**What you need to do:**
According to the text about the Commission for Agricultural Costs and Prices, for how many commodities does the CACP currently recommend Minimum Support Prices?

Commission for Agricultural Costs and Prices (CACP)
The Commission for Agricultural Costs and Prices (CACP), set up in 1965, is a decentralized agency
of the Government of India (GoI). It is an expert body that recommends the Minimum Support Prices
(MSPs) by taking into consideration various factors.
The Commission for Agricultural Costs and Prices (CACP) was initially known as the Agricultural
Prices Commission. It was renamed the Commission for Agricultural Costs and Prices in 1985.
 It is a statutory panel under the Ministry of Agriculture & Farmers’ Welfare, Government of
India.
 The CACP is an expert body that recommends the MSPs of the notified Kharif and Rabi
crops to the Cabinet Committee on Economic Affairs (CCEA).
 The objective of the Commission: The Commission was established to recommend
Minimum Support Prices (MSPs), to motivate cultivators and farmers to adopt the latest
technology in order to optimize the use of resources and increase productivity.
 However, its suggestions are not binding on the Government.
Commission for Agricultural Costs and Prices Composition
The CACP is currently composed of five people. It consists of:
1. A Chairman
2. Member Secretary
3. One Official Member
4. Two Non-Official Members
The two non-official members are usually representatives of the farming community and have an
active association with the farming community.
Roles and Responsibilities of CACP
The CACP plays a key role in handling market inefficiencies.
 It provides an assurance of a remunerative and stable price environment. This is important for
enhancing agricultural production and productivity since the marketplace for agricultural
produce tends to be inherently volatile.
 It helps the farmers obtain a fair price for their crops, even if the market situation is unstable,
thereby preventing the farmers from falling into the vicious cycle of debt.
 The Government sets the MSPs on the basis of the recommendations given by the committee.
The CACP currently recommends the MSPs for 23 commodities, which include seven grains,
five pulses, seven oilseeds, and four commercial crops.
 CACP submits its recommendations to the Government in the form of Price Policy
Reports each year. The reports consist of five categories of commodities namely Kharif
crops, Rabi crops, Sugarcane, Raw Jute, and Copra.
 The CACP, while recommending support prices for a commodity takes a comprehensive
overview of the entire structure of the economy of a particular commodity, and likely effects
of price policy on the rest of the economy.
 The Commission also makes surprise visits to States for on-the-spot assessment of the various
constraints that farmers face in marketing their products or in raising the yield of their crops.

How is the MSP determined?

The Minimum Support Price was first introduced by the Government in 1966-67 for Wheat in the
wake of the Green Revolution. It was introduced with the aim to save the farmers from depleting
profits.

 The Government buys the crops at the MSP if the prices go down after harvest. This helps the
farmers indirectly.

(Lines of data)
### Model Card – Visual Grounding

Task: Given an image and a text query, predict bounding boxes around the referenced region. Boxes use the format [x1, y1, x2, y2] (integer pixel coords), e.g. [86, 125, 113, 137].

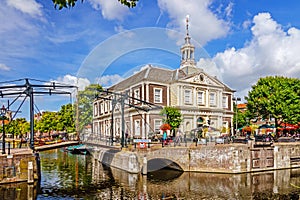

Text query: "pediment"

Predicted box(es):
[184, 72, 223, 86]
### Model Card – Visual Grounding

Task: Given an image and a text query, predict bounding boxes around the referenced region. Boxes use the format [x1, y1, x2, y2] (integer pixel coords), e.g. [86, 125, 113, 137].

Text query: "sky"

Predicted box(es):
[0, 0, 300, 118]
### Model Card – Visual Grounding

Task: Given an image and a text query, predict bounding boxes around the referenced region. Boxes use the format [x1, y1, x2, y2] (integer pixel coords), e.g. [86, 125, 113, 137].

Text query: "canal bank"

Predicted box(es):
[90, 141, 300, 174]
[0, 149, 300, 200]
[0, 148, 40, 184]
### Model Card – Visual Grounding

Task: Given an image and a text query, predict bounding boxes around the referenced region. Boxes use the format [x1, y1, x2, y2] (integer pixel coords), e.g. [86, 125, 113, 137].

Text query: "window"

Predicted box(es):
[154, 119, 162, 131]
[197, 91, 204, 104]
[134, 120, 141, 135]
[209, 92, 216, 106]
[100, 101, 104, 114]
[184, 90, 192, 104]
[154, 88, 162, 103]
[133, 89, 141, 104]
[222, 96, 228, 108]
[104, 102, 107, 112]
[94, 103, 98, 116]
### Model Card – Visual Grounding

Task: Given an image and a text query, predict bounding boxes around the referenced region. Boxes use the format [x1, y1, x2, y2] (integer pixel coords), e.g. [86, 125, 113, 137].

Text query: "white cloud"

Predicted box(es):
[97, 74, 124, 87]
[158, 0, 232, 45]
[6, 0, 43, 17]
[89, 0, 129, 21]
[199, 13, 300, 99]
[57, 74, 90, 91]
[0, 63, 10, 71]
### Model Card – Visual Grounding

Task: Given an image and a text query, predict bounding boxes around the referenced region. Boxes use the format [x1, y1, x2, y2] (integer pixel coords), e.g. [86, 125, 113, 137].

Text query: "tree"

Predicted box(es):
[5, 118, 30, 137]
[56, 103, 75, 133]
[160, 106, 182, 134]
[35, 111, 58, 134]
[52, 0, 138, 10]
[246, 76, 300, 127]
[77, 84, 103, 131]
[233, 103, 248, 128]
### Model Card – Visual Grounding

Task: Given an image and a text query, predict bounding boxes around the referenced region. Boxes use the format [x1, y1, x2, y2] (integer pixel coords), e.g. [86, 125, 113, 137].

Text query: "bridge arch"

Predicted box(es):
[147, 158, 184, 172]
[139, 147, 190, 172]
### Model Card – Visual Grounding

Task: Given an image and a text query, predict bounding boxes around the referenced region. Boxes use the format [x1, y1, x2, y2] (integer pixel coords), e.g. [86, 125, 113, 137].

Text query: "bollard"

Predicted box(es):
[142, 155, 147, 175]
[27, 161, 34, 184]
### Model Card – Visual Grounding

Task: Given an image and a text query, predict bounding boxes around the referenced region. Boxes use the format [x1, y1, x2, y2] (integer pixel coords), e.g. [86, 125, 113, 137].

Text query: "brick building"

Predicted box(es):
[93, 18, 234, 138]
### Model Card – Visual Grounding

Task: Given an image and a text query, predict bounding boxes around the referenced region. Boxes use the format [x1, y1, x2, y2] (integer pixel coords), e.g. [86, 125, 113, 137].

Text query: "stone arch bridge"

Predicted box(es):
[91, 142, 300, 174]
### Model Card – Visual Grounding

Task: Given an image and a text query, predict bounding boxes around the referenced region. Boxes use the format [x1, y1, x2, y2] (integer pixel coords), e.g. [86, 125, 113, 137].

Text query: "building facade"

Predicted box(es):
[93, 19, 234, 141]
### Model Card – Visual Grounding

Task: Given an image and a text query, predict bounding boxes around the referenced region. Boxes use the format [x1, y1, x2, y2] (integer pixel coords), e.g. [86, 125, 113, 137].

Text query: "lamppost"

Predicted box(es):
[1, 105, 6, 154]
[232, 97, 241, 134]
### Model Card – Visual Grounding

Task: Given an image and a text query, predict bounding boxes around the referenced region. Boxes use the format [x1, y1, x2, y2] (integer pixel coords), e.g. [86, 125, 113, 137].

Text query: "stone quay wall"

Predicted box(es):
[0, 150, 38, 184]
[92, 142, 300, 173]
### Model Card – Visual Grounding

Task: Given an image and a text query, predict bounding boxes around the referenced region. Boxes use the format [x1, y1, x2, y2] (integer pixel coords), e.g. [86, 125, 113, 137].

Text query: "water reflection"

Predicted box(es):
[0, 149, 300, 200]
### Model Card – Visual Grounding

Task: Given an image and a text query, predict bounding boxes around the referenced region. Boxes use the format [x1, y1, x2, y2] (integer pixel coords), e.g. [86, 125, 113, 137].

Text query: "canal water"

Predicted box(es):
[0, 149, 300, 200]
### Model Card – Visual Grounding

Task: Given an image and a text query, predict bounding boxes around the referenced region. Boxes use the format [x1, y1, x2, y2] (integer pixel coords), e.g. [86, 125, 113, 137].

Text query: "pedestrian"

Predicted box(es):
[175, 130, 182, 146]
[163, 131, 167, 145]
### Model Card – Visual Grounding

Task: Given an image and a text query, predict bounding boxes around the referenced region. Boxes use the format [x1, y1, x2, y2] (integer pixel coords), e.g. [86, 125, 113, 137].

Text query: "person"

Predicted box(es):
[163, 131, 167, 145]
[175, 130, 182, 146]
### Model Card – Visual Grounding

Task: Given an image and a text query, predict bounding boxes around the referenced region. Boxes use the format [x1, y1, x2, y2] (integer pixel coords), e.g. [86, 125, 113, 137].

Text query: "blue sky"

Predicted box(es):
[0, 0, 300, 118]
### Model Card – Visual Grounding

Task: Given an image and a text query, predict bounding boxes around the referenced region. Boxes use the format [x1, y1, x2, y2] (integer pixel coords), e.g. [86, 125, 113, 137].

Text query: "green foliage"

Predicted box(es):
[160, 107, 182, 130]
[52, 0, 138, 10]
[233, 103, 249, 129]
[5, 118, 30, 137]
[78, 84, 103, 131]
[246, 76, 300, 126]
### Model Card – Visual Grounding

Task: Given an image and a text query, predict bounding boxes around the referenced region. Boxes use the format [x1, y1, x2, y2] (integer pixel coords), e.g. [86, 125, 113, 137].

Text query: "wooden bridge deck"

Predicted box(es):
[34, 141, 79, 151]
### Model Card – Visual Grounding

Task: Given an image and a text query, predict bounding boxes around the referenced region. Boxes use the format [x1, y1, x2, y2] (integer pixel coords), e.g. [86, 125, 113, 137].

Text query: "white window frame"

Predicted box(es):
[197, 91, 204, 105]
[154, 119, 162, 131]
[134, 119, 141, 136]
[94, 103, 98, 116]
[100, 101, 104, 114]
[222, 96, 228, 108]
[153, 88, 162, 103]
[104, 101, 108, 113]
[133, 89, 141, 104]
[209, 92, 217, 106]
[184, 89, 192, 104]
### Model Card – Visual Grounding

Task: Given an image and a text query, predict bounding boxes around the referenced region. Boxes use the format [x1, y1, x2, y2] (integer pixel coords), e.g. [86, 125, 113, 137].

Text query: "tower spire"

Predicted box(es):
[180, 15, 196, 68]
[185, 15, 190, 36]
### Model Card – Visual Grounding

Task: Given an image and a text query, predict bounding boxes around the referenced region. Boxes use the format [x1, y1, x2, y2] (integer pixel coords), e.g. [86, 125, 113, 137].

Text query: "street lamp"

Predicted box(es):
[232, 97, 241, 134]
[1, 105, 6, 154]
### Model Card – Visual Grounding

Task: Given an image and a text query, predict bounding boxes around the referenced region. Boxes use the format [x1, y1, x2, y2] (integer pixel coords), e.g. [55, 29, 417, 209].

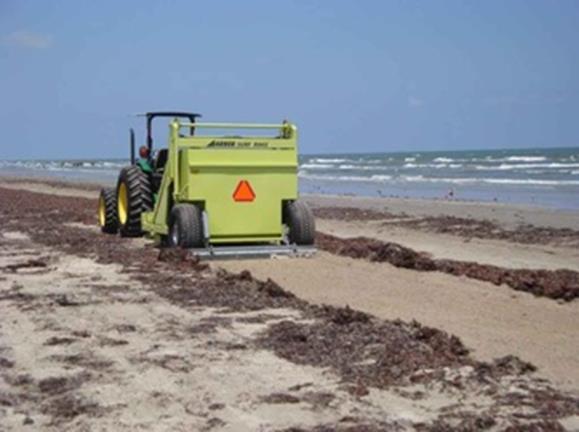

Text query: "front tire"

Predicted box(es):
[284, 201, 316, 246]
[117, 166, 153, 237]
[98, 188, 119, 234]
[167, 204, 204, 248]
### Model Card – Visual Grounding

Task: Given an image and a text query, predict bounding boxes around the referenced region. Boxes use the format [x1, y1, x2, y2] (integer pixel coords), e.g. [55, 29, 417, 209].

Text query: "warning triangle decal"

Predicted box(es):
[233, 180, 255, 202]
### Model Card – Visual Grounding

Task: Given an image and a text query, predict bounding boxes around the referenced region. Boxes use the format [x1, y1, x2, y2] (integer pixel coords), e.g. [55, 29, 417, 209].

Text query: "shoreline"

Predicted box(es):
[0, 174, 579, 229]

...

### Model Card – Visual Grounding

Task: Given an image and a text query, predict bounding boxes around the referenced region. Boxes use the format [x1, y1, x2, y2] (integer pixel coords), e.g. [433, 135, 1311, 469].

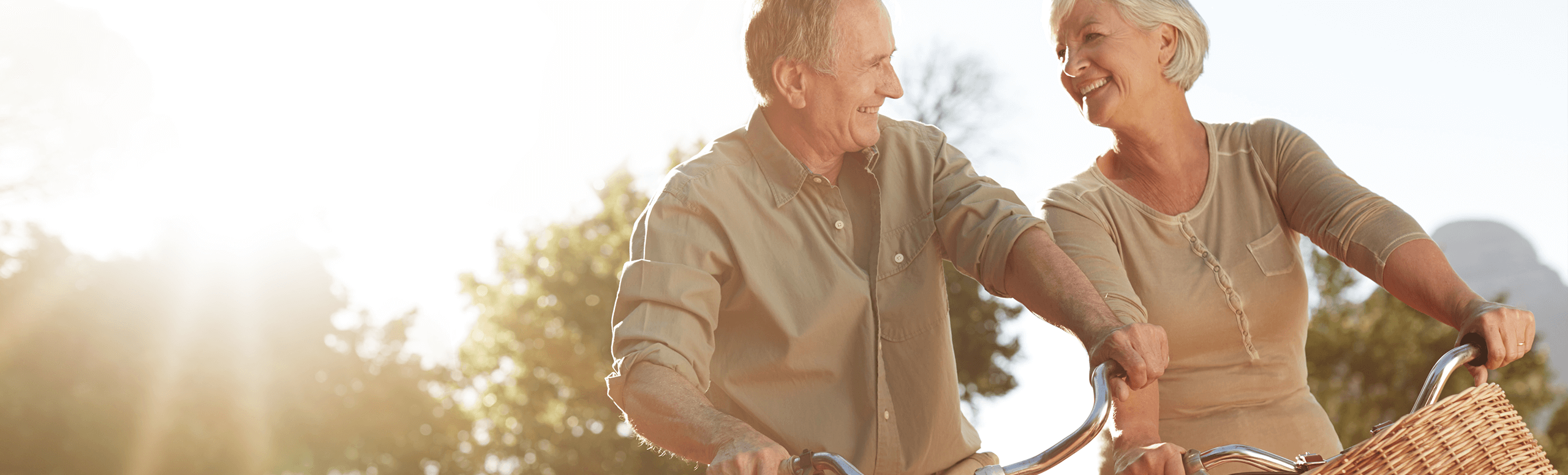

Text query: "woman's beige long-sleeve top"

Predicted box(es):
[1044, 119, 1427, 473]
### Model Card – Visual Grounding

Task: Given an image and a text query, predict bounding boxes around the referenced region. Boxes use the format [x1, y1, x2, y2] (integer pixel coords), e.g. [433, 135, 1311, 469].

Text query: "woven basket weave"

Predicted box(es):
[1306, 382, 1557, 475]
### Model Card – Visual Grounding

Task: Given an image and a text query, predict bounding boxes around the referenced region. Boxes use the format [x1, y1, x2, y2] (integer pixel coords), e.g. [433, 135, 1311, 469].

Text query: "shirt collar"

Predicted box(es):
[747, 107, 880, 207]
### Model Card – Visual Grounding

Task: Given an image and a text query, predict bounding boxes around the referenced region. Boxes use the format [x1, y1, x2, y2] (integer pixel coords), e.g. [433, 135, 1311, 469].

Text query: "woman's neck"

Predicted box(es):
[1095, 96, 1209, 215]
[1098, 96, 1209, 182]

**Full output:**
23 commodities.